------ SELECTED EXTRACT ------

3.	The stride S.  As with the value of F, I’ll use S = 2 as suggested in LeNet and I’ll test different values and their effect on the different efficiency and accuracy parameters
4.	The amount of zero Padding 
So if we assume (Look at the input section above) that the input is of the form:
W1 x H1 x D1 (Width, Height and Depth)
Then the OUTPUT of this convolution is on the form W2 x H2 x D2 where:
W2 = (W1- F + 2P)/S  +1
H2 = (H1- F + 2P)/S  +1  (i.e. width and height are computed equally by symmetry. i.e. H2=W2)
D2 = K (number of filters)
•	Activation. This is the function we use to “trigger” the neuron when we “detect” a feature. In many situations we use a sigmoid function or we can use the Rectifying Linear Unit(ReLu) .  ReLu seems to be the choice of preference since is widely used in the CNN context.
•	Pooling.
o	Pooling makes the representation smaller and more manageable without sacrificing in getting rid of relevant information
o	Operates over each Activation Map (above) independently.
o	The most common Pooling technique and the one I’ll be using is MAX POOLING. This technique brings 2 more hyper parameters per Pooling layer (or can’t be equal for all if the parameters fir appropriately the input activation layer that will applied over)
	Pooling window size: In many examples I’ve seen 2x2. 
	Stride of the Pooling window: Usually same as the window side, in this case 2. 
	This 2 parameters (2x2 an stride 2) will reduce the size of each activation map to half while keeping the same depth.
	The output shape should be 14x14x6.
•	Layer 2: Convolutional. As in layer 1, at this point I will just define the parameter:
o	K = 16
o	F = 5
o	S = 1
o	P = 1 
o	The output shape should be 10x10x16.
•	Activation. I’ll continue with ReLu.
•	Pooling.
o	I’ll continue with Max Pooling.
o	2x2 stride 2 (to cut in half my activation input)
o	The output shape should be 5x5x16.
•	Flatten. Flatten the output shape of the final pooling layer such that it's 1D instead of 3D. The easiest way to do is by using tf.contrib.layers.flatten, which is already imported for you.
•	Layer 3: Fully Connected. This should have 120 outputs.
•	Activation. Again ReLu.
•	Layer 4: Fully Connected. This should have 84 outputs.
•	Activation. ReLu.

------ LISTING ------

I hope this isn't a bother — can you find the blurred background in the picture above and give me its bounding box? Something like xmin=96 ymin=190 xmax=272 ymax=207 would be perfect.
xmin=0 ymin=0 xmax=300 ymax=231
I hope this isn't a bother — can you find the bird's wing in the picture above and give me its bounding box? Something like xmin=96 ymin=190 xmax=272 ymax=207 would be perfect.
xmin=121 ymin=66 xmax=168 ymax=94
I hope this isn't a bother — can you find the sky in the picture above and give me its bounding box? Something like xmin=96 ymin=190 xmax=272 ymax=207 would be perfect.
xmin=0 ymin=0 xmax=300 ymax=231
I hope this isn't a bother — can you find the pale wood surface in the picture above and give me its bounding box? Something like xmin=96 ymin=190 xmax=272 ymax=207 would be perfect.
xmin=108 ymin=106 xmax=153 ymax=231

------

» **EXERCISE REQUIREMENTS**
(a) Please retype the passage of the LeNet notes starting at "Then the OUTPUT" and ending at "the CNN context.".
(b) According to the LeNet notes, how many outputs does Layer 3 have?
Rely on the LeNet notes alone.

» **THE RESULTS**
(a)
Then the OUTPUT of this convolution is on the form W2 x H2 x D2 where:
W2 = (W1- F + 2P)/S  +1
H2 = (H1- F + 2P)/S  +1  (i.e. width and height are computed equally by symmetry. i.e. H2=W2)
D2 = K (number of filters)
•	Activation. This is the function we use to “trigger” the neuron when we “detect” a feature. In many situations we use a sigmoid function or we can use the Rectifying Linear Unit(ReLu) .  ReLu seems to be the choice of preference since is widely used in the CNN context.

(b) 120